§ Exercise prompt
Each image should be skipped while the records are restated word for word.

BEGIN The data

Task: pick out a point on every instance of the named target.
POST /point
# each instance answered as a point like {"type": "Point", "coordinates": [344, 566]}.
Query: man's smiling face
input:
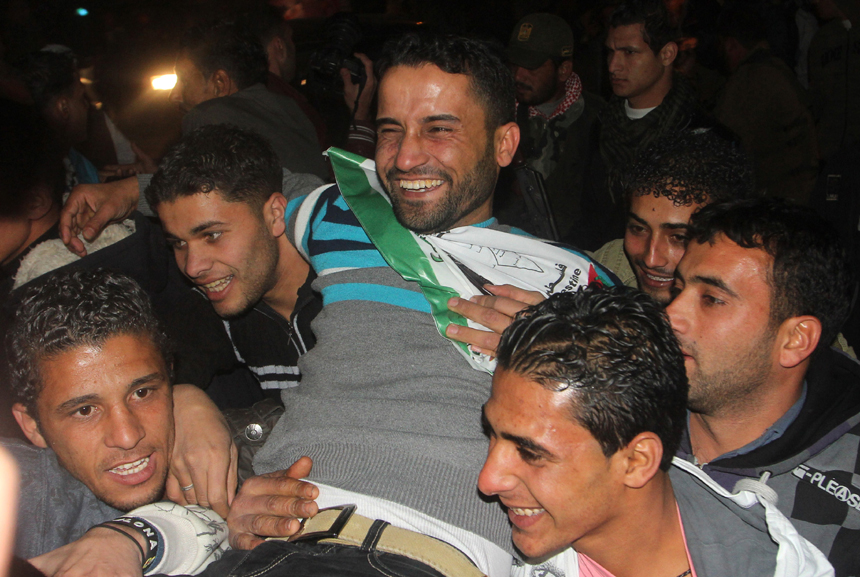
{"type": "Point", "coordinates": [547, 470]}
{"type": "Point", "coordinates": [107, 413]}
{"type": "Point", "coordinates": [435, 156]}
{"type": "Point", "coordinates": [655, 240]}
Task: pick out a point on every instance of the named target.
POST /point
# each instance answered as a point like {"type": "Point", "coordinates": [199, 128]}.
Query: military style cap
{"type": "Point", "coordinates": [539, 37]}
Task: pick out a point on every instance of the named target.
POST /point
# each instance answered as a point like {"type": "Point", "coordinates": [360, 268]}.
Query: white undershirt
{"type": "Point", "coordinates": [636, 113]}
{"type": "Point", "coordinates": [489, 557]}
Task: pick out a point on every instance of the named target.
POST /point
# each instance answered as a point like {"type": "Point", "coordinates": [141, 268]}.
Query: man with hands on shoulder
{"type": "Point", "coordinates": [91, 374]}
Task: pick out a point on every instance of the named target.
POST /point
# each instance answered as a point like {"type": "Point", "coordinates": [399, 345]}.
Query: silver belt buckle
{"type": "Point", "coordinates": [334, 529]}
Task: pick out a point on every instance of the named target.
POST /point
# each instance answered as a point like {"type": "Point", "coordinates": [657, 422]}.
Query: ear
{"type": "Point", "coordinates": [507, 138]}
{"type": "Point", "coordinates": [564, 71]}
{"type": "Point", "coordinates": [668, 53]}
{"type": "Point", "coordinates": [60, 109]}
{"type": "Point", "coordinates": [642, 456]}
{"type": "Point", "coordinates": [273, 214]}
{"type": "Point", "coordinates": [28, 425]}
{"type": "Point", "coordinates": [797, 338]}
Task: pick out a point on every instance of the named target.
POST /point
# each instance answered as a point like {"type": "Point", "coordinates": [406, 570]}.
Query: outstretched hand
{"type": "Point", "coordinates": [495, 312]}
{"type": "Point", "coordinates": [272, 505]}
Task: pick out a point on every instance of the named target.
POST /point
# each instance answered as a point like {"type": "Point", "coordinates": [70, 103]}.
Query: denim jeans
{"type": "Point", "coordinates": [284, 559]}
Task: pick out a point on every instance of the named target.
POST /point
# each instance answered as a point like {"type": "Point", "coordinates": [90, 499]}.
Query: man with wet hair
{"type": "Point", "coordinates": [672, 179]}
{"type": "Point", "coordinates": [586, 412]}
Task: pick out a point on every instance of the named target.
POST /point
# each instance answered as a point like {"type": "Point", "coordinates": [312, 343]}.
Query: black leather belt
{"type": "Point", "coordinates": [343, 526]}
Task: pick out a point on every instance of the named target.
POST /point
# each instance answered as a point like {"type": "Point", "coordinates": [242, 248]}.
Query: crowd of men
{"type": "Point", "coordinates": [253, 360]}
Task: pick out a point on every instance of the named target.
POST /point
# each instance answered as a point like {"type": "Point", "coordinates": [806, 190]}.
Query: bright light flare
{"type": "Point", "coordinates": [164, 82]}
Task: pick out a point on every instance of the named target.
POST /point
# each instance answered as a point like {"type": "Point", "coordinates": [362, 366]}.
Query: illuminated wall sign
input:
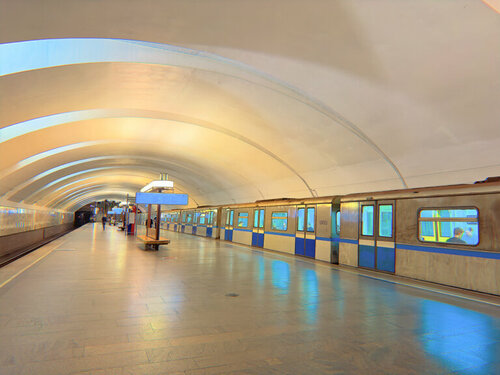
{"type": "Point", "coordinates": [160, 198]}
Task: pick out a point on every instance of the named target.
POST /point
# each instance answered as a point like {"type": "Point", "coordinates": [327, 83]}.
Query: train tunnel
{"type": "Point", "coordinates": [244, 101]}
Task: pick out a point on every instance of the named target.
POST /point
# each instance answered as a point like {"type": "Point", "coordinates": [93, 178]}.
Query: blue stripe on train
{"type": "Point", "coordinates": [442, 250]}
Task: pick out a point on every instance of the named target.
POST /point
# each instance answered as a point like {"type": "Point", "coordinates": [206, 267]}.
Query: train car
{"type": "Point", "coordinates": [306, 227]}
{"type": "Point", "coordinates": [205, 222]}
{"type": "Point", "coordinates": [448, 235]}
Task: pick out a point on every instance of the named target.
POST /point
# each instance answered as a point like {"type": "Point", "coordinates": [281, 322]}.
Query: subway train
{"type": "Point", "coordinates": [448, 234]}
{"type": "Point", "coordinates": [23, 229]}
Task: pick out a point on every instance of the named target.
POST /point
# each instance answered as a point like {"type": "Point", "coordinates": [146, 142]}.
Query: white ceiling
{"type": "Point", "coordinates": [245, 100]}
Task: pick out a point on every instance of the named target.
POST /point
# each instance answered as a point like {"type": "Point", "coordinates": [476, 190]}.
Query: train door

END The data

§ Exercise result
Task: pick out a point on every instance of the named target.
POST /point
# each instance answered as a point like {"type": "Point", "coordinates": [344, 566]}.
Query: man's smiling face
input:
{"type": "Point", "coordinates": [547, 470]}
{"type": "Point", "coordinates": [107, 413]}
{"type": "Point", "coordinates": [435, 156]}
{"type": "Point", "coordinates": [655, 240]}
Task: pick out a point on every instance of the named target.
POST /point
# each instance answered as a point like {"type": "Point", "coordinates": [199, 128]}.
Query: military style cap
{"type": "Point", "coordinates": [539, 37]}
Task: pick out a point on every instance of the named target.
POST /point
# each instance answered as a point like {"type": "Point", "coordinates": [360, 268]}.
Query: white undershirt
{"type": "Point", "coordinates": [636, 113]}
{"type": "Point", "coordinates": [489, 557]}
Task: pick out a point on every instance of the named target.
POST /point
# each instance answered as a point like {"type": "Point", "coordinates": [141, 268]}.
Query: man with hands on shoulder
{"type": "Point", "coordinates": [91, 374]}
Task: pick out a point on every instance of the named target.
POST /point
# each instance answered as a point like {"type": "Point", "coordinates": [399, 345]}.
Query: silver belt buckle
{"type": "Point", "coordinates": [334, 529]}
Task: pick out a point on every instance of the named target.
POST /point
# each instance answered as a point like {"type": "Point", "coordinates": [657, 422]}.
Query: ear
{"type": "Point", "coordinates": [507, 138]}
{"type": "Point", "coordinates": [564, 71]}
{"type": "Point", "coordinates": [668, 53]}
{"type": "Point", "coordinates": [60, 109]}
{"type": "Point", "coordinates": [642, 456]}
{"type": "Point", "coordinates": [273, 214]}
{"type": "Point", "coordinates": [28, 425]}
{"type": "Point", "coordinates": [797, 338]}
Task: pick out a point on every instance of the named target.
POST /point
# each instance answered as a point like {"type": "Point", "coordinates": [406, 570]}.
Query: outstretched hand
{"type": "Point", "coordinates": [495, 312]}
{"type": "Point", "coordinates": [272, 505]}
Task: pick out a point on every instance of the named target.
POST /point
# each instance answered as a point like {"type": "Point", "coordinates": [70, 103]}.
Query: denim jeans
{"type": "Point", "coordinates": [284, 559]}
Task: pick out a point on every instance of the named target.
POST /point
# each instance answered as a point like {"type": "Point", "coordinates": [90, 499]}.
Query: man with wet hair
{"type": "Point", "coordinates": [672, 179]}
{"type": "Point", "coordinates": [586, 412]}
Task: pick out a point on every instance of the named target.
POST /point
# each instance answered as a point like {"type": "Point", "coordinates": [312, 343]}.
Query: black leather belt
{"type": "Point", "coordinates": [343, 526]}
Task: pick out a point on every instance of the named target.
POST /point
# each instance answered as a point like {"type": "Point", "coordinates": [242, 248]}.
Query: crowd of men
{"type": "Point", "coordinates": [253, 360]}
Task: pick out a point on every instance of the named target.
POST /point
# each instance answered as a point like {"type": "Point", "coordinates": [806, 190]}.
Query: bright light flare
{"type": "Point", "coordinates": [164, 82]}
Task: pick out a point on every instance of the named target.
POST /point
# each instance answered as a point like {"type": "Point", "coordinates": [362, 366]}.
Query: illuminated wall sign
input:
{"type": "Point", "coordinates": [160, 198]}
Task: pick out a point on every instance of the named target.
POST /point
# each instance answered as a point like {"type": "Point", "coordinates": [327, 83]}.
Query: train tunnel
{"type": "Point", "coordinates": [244, 101]}
Task: pick out a point on every instance of the named target.
POST /point
# each instance answered as a point like {"type": "Point", "coordinates": [93, 178]}.
Query: blue stripe on train
{"type": "Point", "coordinates": [442, 250]}
Task: pick out a point on every instance of the named target.
POST /point
# each instance answered as a point like {"type": "Point", "coordinates": [206, 267]}.
Query: train car
{"type": "Point", "coordinates": [306, 227]}
{"type": "Point", "coordinates": [205, 222]}
{"type": "Point", "coordinates": [448, 235]}
Task: pick out a point on every instance of the named target.
POST /point
# each instance answered as a point like {"type": "Point", "coordinates": [281, 322]}.
Query: subway train
{"type": "Point", "coordinates": [448, 234]}
{"type": "Point", "coordinates": [23, 229]}
Task: pick out a point on every instance of the named target.
POST /point
# each instance answered as a point like {"type": "Point", "coordinates": [146, 142]}.
Query: white ceiling
{"type": "Point", "coordinates": [245, 100]}
Task: pick out a point on every instance of the named target.
POST /point
# each instance answered as a point like {"type": "Point", "coordinates": [476, 190]}.
Query: train door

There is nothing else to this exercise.